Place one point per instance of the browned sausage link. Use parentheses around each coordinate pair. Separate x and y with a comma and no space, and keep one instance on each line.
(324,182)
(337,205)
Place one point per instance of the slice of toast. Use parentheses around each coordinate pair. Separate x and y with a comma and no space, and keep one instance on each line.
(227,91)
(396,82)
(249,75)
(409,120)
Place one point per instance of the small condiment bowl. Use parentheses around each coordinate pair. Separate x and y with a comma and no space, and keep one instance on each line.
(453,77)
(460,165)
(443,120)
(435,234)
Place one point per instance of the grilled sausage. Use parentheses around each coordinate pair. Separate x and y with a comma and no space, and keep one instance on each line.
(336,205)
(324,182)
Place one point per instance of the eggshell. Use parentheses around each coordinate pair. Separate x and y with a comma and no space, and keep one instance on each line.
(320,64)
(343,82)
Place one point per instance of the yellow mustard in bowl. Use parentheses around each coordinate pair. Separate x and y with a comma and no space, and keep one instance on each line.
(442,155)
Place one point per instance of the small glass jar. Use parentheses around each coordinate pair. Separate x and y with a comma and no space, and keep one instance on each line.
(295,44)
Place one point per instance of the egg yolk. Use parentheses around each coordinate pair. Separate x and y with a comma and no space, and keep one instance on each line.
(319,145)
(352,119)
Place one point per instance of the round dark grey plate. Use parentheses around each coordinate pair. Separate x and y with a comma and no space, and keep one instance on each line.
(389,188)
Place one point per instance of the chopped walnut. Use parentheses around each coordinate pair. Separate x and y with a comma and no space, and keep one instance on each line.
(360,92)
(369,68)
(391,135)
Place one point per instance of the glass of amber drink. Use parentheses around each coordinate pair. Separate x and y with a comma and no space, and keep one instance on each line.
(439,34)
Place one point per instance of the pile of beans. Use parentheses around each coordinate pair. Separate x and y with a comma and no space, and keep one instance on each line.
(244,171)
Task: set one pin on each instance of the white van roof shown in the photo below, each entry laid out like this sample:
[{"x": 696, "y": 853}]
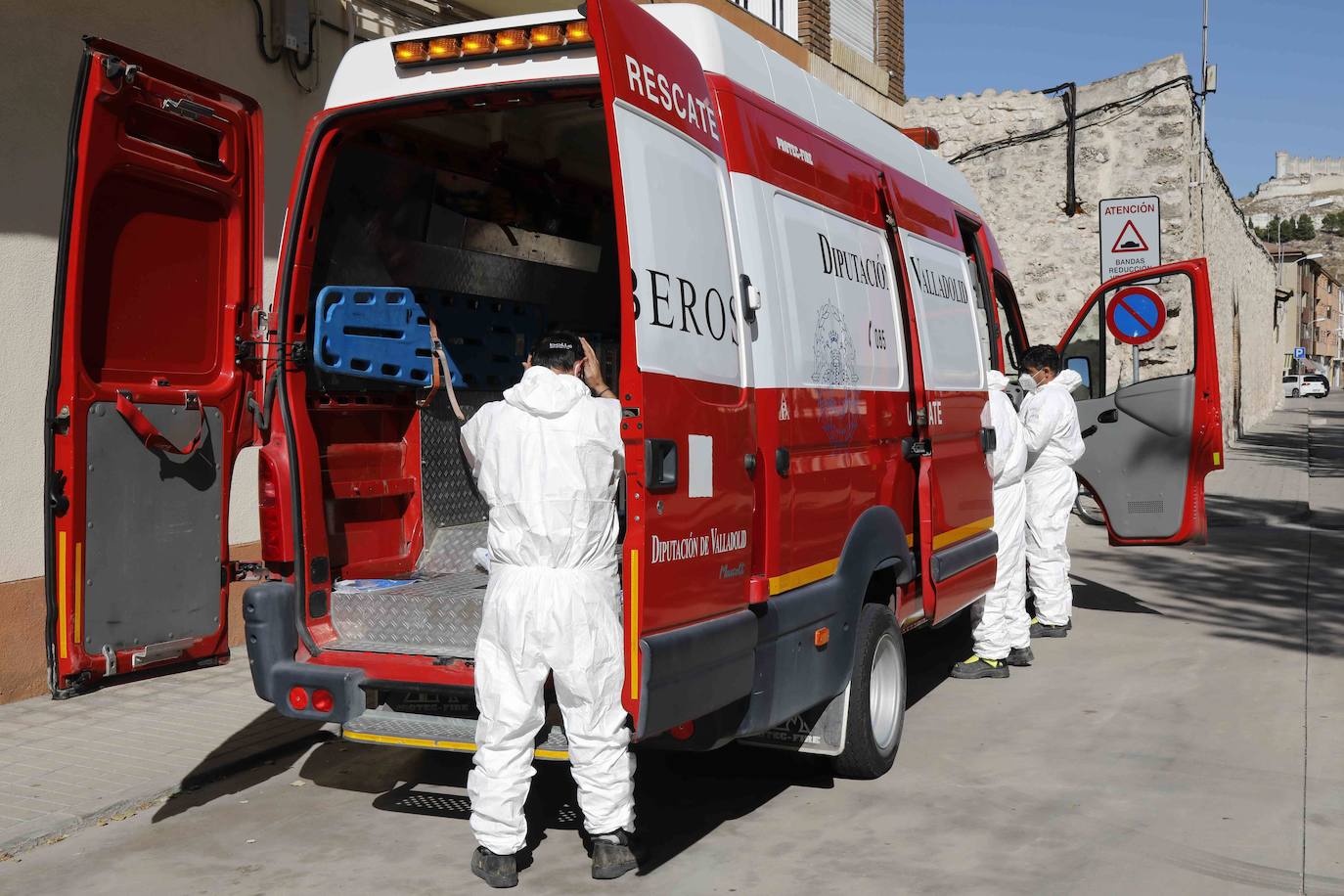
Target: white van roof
[{"x": 367, "y": 72}]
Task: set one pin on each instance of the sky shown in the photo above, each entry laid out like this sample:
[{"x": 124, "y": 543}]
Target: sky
[{"x": 1279, "y": 62}]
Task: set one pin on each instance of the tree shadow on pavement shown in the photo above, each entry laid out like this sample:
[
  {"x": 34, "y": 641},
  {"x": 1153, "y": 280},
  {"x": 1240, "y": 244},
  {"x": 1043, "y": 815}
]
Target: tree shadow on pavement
[
  {"x": 1250, "y": 585},
  {"x": 679, "y": 798},
  {"x": 1095, "y": 596},
  {"x": 240, "y": 762}
]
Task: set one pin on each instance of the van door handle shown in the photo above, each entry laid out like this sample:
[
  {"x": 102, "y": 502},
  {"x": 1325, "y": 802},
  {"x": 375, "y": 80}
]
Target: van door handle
[{"x": 658, "y": 465}]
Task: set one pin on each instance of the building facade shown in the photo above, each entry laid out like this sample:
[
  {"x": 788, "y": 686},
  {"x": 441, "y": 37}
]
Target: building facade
[{"x": 1138, "y": 135}]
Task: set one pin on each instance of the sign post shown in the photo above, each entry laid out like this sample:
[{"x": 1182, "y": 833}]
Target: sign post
[{"x": 1131, "y": 234}]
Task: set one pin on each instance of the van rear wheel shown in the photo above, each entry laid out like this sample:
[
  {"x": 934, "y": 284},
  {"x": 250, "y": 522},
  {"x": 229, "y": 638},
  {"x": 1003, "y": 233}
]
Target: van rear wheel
[{"x": 876, "y": 697}]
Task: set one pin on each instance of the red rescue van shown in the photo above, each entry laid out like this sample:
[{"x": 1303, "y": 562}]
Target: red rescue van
[{"x": 797, "y": 304}]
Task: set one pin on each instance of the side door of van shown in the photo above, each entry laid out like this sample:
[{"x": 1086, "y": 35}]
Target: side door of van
[
  {"x": 1150, "y": 414},
  {"x": 687, "y": 422},
  {"x": 157, "y": 280}
]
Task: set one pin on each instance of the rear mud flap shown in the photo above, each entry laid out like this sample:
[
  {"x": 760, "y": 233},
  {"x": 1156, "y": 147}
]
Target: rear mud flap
[{"x": 818, "y": 731}]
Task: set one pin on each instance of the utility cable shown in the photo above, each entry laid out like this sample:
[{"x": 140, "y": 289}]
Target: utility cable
[{"x": 1121, "y": 107}]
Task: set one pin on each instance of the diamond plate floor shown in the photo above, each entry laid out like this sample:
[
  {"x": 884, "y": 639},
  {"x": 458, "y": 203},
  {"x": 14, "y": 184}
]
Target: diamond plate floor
[{"x": 435, "y": 617}]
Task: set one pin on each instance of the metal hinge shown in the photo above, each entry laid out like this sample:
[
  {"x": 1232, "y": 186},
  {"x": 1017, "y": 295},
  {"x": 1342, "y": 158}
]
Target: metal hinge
[
  {"x": 248, "y": 349},
  {"x": 916, "y": 448},
  {"x": 245, "y": 571}
]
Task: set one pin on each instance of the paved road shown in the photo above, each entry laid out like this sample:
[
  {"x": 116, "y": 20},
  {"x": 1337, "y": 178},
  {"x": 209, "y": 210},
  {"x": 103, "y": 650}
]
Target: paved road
[{"x": 1188, "y": 738}]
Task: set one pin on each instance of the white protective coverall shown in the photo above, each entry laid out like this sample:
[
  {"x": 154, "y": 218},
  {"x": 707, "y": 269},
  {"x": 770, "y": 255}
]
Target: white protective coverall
[
  {"x": 1000, "y": 617},
  {"x": 1053, "y": 443},
  {"x": 547, "y": 460}
]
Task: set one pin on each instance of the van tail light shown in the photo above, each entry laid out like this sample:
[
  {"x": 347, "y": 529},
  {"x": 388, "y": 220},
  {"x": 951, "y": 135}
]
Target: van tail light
[{"x": 268, "y": 507}]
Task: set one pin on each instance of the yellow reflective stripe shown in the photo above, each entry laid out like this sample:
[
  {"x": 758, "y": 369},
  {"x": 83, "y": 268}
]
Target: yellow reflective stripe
[
  {"x": 425, "y": 743},
  {"x": 802, "y": 576},
  {"x": 78, "y": 591},
  {"x": 635, "y": 625},
  {"x": 62, "y": 618},
  {"x": 963, "y": 532}
]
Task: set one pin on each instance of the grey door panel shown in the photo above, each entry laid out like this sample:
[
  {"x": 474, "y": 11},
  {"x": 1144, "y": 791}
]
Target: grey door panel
[
  {"x": 1138, "y": 461},
  {"x": 155, "y": 531},
  {"x": 1167, "y": 405}
]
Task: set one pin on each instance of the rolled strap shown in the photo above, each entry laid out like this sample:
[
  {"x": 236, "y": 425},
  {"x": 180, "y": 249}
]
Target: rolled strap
[{"x": 150, "y": 434}]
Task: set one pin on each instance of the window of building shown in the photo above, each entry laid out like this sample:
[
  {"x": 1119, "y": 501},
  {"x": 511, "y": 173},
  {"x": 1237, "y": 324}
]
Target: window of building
[{"x": 855, "y": 22}]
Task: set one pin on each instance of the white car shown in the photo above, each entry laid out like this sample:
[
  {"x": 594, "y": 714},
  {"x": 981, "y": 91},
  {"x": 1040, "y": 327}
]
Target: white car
[{"x": 1304, "y": 385}]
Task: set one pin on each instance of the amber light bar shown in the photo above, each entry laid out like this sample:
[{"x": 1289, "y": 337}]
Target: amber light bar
[{"x": 504, "y": 42}]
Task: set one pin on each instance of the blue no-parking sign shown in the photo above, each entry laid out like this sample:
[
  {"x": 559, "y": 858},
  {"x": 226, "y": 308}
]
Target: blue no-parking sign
[{"x": 1136, "y": 316}]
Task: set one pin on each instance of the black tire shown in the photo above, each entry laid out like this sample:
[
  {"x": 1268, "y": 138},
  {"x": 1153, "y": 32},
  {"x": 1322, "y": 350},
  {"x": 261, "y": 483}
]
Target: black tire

# # # # #

**INSTRUCTIONS FOR THE TASK**
Whenever the word "tire" turns up in a line of the listing above, copy the line.

**WRITTEN REPLY**
Task: set one pin on each instance of the black tire shown in the photo above, each entry laid out like this sample:
Target: black tire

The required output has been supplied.